» WHAT IS NEEDED
From the line with "Expected: one point per instance of the yellow tent roof, with" to the line with "[[623, 58]]", retype every line exactly, including those two, and leave out the rest of the data below.

**********

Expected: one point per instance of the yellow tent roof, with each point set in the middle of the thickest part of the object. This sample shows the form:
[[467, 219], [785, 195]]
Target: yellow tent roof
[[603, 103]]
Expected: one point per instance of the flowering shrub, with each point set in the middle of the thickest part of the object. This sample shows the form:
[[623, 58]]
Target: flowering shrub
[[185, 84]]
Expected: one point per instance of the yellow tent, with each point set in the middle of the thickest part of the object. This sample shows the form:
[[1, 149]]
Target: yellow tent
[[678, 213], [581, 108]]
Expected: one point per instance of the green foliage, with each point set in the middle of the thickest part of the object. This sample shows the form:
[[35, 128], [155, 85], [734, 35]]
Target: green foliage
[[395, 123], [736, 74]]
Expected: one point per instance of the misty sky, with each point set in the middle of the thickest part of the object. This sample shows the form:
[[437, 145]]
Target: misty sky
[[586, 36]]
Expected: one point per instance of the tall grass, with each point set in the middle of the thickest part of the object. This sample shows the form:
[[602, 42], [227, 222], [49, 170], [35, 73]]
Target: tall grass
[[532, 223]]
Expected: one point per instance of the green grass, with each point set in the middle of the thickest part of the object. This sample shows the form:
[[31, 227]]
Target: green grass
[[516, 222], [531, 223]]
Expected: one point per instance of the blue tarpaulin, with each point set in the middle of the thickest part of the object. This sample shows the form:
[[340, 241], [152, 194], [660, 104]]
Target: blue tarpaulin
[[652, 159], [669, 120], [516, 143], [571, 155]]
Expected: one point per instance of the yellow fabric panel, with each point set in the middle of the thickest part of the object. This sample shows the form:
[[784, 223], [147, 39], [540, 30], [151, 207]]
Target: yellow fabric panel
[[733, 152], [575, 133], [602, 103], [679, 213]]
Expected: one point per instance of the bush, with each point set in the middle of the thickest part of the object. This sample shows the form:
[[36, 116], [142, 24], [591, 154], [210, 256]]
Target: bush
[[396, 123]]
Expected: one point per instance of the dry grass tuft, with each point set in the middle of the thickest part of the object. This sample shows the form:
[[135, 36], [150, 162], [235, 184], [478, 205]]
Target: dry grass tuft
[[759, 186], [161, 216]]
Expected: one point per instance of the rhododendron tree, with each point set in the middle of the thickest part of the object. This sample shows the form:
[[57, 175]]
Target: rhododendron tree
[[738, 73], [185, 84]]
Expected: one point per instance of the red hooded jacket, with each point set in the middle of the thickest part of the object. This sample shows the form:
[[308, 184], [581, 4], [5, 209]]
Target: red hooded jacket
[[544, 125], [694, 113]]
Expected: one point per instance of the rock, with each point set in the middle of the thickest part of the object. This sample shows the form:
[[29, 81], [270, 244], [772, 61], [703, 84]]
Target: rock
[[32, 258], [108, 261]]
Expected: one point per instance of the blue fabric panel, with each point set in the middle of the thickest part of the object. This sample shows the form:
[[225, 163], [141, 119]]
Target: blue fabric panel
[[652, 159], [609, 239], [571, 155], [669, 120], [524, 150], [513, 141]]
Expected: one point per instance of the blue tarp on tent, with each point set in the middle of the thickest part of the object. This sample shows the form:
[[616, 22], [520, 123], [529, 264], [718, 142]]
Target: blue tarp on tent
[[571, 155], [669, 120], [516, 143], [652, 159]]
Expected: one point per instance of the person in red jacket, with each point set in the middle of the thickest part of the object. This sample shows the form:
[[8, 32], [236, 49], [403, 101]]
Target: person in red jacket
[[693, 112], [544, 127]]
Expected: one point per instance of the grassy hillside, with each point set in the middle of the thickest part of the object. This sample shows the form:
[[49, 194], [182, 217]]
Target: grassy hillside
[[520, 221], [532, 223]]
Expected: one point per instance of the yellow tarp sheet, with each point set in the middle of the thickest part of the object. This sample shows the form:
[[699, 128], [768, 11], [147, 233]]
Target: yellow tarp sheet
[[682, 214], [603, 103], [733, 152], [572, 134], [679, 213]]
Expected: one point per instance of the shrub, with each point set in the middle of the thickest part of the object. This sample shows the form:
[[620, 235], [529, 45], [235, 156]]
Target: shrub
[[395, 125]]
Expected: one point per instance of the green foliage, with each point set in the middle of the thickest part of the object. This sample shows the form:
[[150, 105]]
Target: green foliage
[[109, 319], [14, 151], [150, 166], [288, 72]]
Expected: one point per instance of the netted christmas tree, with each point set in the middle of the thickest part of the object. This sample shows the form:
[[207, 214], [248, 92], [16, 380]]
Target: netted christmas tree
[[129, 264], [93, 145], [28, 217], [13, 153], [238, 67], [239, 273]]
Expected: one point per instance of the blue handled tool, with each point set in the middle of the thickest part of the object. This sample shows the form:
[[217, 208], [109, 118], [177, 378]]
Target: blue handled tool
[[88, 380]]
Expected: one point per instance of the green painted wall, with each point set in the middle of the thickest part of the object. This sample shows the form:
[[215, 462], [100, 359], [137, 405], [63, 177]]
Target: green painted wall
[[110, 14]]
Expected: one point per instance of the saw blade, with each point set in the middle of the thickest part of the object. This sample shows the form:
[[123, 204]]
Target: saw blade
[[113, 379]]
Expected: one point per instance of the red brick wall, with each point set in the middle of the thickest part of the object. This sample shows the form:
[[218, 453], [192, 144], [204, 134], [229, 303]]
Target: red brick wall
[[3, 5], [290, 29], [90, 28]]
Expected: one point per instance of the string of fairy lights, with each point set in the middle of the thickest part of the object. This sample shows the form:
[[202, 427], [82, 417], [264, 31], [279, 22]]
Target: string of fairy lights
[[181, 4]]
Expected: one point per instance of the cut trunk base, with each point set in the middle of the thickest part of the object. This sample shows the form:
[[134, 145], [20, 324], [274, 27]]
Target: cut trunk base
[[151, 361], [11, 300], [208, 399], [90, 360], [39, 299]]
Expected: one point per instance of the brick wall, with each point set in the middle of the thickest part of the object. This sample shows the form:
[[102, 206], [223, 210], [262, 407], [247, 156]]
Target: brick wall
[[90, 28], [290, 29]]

**********

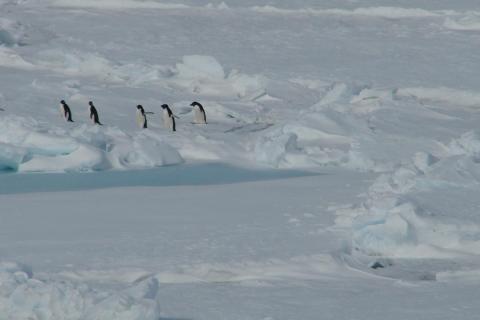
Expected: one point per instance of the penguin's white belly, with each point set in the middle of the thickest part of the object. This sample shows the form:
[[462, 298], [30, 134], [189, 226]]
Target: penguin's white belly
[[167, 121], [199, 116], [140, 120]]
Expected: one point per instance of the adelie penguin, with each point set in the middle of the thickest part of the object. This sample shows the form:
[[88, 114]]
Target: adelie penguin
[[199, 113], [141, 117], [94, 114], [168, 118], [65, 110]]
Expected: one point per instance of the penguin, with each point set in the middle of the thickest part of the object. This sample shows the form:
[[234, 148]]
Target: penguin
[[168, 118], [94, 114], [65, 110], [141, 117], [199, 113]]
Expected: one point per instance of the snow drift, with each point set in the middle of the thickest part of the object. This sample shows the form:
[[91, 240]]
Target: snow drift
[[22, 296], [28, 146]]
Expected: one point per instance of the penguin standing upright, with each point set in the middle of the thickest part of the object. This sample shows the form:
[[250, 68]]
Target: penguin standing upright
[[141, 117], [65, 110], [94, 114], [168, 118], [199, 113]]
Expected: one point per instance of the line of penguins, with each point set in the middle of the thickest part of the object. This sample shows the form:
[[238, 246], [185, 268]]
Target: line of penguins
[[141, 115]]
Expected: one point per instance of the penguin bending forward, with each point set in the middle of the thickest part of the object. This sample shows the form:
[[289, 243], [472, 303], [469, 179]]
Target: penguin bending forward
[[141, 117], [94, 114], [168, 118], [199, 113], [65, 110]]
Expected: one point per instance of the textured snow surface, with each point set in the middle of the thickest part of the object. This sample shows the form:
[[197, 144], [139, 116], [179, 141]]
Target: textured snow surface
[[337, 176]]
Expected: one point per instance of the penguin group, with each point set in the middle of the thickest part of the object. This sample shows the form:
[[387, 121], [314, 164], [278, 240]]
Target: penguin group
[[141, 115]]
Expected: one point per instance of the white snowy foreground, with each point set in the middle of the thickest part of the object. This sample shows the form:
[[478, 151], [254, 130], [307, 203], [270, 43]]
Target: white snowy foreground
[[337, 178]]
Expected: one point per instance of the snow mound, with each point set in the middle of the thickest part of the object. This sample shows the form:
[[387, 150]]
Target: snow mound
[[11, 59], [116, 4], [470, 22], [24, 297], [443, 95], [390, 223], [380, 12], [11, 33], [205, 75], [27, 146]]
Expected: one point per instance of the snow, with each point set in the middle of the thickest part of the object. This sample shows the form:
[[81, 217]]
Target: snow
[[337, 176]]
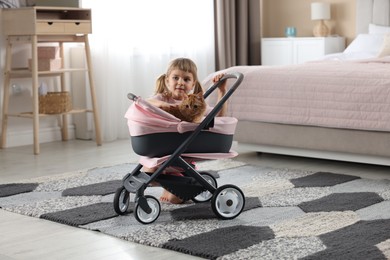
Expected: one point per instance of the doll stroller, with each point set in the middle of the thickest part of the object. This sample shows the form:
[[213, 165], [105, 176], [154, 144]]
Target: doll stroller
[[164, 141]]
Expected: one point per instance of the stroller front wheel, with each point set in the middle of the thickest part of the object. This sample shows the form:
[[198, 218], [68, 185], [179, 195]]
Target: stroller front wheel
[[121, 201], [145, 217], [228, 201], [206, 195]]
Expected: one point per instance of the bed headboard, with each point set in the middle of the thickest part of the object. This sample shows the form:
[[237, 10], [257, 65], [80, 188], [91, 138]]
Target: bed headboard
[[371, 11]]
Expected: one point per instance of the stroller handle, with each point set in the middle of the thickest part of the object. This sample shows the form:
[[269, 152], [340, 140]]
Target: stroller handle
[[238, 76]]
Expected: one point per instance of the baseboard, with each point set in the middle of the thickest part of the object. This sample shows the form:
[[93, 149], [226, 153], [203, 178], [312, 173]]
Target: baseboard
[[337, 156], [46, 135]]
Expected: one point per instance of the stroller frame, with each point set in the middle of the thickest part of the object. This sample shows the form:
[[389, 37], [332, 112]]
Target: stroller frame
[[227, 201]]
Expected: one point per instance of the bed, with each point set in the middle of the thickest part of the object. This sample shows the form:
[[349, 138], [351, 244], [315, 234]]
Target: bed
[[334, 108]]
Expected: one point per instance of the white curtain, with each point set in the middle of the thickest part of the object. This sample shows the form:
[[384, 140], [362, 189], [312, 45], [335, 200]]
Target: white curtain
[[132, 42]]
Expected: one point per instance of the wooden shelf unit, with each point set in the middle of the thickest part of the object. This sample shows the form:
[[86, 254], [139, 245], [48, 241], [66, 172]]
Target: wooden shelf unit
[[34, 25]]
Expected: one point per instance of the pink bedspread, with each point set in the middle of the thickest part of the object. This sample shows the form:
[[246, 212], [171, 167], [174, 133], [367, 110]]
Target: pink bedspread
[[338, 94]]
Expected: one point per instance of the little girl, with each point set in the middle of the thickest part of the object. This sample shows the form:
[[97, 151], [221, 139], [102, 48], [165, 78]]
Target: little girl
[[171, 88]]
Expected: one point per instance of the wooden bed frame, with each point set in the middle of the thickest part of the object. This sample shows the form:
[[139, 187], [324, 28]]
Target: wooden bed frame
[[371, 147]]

**********

» RESULT FOR THIS EXERCISE
Expected: one point per instance of the yellow tent roof, with each point set in the middle of the thickest part of the object. This sample shows the form:
[[467, 219], [785, 195]]
Target: yellow tent roof
[[603, 103]]
Expected: one point per instance of the flowering shrub, with each point set in the middle of the thickest part of the object. This sample shows the form:
[[623, 58]]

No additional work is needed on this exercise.